Our conclusions are based on the audit evidence obtained up to the date of our auditor's report. However,
future events or conditions may cause the Company to cease to continue as a going concern.

• Evaluate the overall presentation, structure and content of the Ind AS financial statements, including the
disclosures, and whether the Ind AS financial statements represent the underlying transactions and events
in a manner that achieves fair presentation.

• Materiality is the magnitude of misstatements in the financial statements that individually or in aggregate,
makes it probable that the economic decisions of a reasonably knowledgeable user of the financial
statements may be influenced. We consider quantitative materiality and qualitative factors in (i) planning
the scope of our audit work and in evaluating the results of our work; and (ii) to evaluate the effect of any
identified misstatements in the financial statements

We communicate with those charged with governance regarding, among other matters, the planned scope and
timing of the audit and significant audit findings, including any significant deficiencies in internal control that we
identify during our audit.

We also provide those charged with governance with a statement that we have complied with relevant ethical
requirements regarding independence, and to communicate with them all relationships and other matters that
may reasonably be thought to bear on our independence, and where applicable, related safeguards.

From the matters communicated with those charged with governance, we determine those matters that were of
most significance in the audit of the Ind AS financial statements of the current period and are therefore the key
audit matters. We describe these matters in our auditor's report if any unless law or regulation precludes public
disclosure about the matter or when, in extremely rare circumstances, we determine that a matter should not be
communicated in our report because the adverse consequences of doing so would reasonably be expected to
outweigh the public interest benefits of such communication.

Report on Other Legal and Regulatory Requirements

1. As required by the Companies (Auditor's Report) Order, 2020 (“the Order”) issued by the Central
Government in terms of sub-section (11) of Section 143 of the Act, we give in “Annexure A” a statement on
the matters specified in paragraphs 3 and 4 of the Order.

2. As required by Section 143(3) of the Act, we report that:

I. We have sought and obtained all the information and explanations which to the best of our knowledge and
belief were necessary for the purposes of our audit.

II. In our opinion, proper books of account as required by law have been kept by the Company so far as it
appears from our examination of those books.

III. The Balance Sheet, the Statement of Profit and Loss including Other Comprehensive Income, Statement of
Changes in Equity and the Statement of Cash Flow dealt with by this Report are in agreement with the
relevant books of account.

IV. In our opinion, the aforesaid financial statements comply with the Indian Accounting Standards prescribed
under section 133 of the Act.

******************************

= Exercises =
(a) In the audit-flag rows, change "must be confirmed" to "needs to be verified". Begin at the line that has "Audit flag: the white sign", stop after the line that has "[58, 306, 296, 347]", and return only those lines with everything else unchanged.
(b) Carry the auditor's report excerpt further, picking up after its final sentence.
The rows are unrelated to the auditor's report excerpt.

******************************

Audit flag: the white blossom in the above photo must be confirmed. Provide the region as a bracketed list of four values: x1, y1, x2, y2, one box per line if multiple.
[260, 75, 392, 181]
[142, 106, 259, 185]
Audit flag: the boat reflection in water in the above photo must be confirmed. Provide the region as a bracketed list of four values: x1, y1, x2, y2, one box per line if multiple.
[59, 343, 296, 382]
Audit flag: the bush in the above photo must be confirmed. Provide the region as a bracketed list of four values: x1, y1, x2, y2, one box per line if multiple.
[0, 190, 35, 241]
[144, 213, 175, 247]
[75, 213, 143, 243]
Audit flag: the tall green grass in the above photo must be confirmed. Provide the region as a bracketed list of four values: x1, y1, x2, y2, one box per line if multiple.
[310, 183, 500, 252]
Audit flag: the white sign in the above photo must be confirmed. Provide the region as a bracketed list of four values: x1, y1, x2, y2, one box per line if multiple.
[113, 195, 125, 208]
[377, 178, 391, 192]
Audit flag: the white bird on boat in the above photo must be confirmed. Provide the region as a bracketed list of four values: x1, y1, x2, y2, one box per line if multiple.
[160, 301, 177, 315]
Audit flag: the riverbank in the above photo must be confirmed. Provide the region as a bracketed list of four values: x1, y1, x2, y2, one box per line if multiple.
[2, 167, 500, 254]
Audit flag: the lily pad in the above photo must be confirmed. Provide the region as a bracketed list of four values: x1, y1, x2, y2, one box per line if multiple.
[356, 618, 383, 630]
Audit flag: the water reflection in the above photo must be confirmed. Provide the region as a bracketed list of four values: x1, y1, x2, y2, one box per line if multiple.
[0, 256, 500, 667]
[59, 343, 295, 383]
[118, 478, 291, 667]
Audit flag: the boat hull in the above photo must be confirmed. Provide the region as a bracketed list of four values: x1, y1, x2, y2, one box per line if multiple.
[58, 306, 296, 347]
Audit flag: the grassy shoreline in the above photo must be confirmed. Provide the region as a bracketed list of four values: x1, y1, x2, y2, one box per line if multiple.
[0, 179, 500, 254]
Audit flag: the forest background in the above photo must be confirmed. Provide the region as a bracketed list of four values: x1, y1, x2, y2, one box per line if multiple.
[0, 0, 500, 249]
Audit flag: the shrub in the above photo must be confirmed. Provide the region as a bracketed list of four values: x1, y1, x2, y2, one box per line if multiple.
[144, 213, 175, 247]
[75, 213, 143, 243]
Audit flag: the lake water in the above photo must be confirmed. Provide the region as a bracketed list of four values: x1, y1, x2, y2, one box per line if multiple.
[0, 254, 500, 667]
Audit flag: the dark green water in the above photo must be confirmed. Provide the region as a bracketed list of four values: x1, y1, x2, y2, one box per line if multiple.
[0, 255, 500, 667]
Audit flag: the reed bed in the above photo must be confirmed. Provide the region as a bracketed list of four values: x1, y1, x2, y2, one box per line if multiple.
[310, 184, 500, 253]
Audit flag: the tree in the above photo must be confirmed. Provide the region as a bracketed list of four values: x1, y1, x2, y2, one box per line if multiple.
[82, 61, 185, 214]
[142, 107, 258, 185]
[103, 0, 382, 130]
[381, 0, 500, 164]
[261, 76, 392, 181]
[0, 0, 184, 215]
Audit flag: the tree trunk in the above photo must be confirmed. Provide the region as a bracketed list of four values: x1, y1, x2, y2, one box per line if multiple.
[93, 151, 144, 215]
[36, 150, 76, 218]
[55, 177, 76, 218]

******************************

= Written answers =
(a)
Audit flag: the white sign in the above photo needs to be verified. Provide the region as a bracketed list of four values: x1, y1, x2, y2, one box per line if multiple.
[113, 195, 125, 208]
[377, 178, 391, 192]
Audit flag: the white bird on boat in the above photo needs to be verified. Provide the region as a bracketed list of four values: x1, y1, x2, y2, one box per line if multiple.
[160, 301, 177, 315]
Audit flag: the riverbank in the above photo needs to be verified. Provide the region as a bracketed list of four values: x1, y1, x2, y2, one box per line if multiple.
[2, 167, 500, 254]
Audit flag: the lily pad in the above photo needs to be verified. Provide the region as a bracketed list of four values: x1, y1, x2, y2, one box per line if multiple.
[356, 618, 383, 630]
Audit flag: the water reflection in the above photo needs to be verified. Provide the region as a bracketed list of four values: x1, y1, x2, y2, one box per line if multiple.
[0, 256, 500, 667]
[59, 343, 295, 383]
[118, 478, 291, 667]
Audit flag: the boat hull in the above photo needs to be verified. Provide the region as a bracketed list of four values: x1, y1, x2, y2, one box per line if multiple.
[58, 306, 296, 347]

(b)
V. On the basis of the written representations received from the directors as on 31st March, 2025 taken on
record by the Board of Directors, none of the directors is disqualified as on 31st March, 2025 from being
appointed as a director in terms of Section 164(2) of the Act.

VI. With respect to the adequacy of the internal financial controls over financial reporting of the Company and
the operating effectiveness of such controls, refer to our Report in “Annexure B”. Our report expresses an
unmodified opinion on the adequacy and operating effectiveness of the Company's Internal Financial
Controls Over Financial Reporting.

VII. With respect to the matter to be included in the Auditor's Report under Section 197(16) of the Act, as
amended:

In our opinion and according to the information and explanations given to us, the remuneration paid by the
Company to its directors during the year is in accordance with the provisions of Section 197 of the Act.

VIII. With respect to the other matters to be included in the Auditor's Report in accordance with Rule 11 of the
Companies (Audit and Auditors) Rules, 2014 as amended, in our opinion and to the best of our information
and according to the explanations given to us:

i. The Company has disclosed the pending litigations in its notes to accounts in the financial statements of the
company.

ii. The Company did not have any long-term contracts including derivative contracts for which there were any
material foreseeable losses.

iii. There were no amounts required to be transferred, to the Investor Education and Protection Fund by the
Company.

iv.

a. The management has represented that, to the best of its knowledge and belief, no funds have been
advanced or loaned or invested (either from borrowed funds or share premium or any other sources or kind
of funds) by the Company to or in any other persons or entities, including foreign entities (“Intermediaries”)
with the understanding, whether recorded in writing or otherwise, that the Intermediary shall directly or
indirectly lend or invest in other persons or entities identified in any manner whatsoever (“Ultimate
Beneficiaries”) by or on behalf of the Company or provide any guarantee, security or the like to or on behalf
of the Ultimate Beneficiaries.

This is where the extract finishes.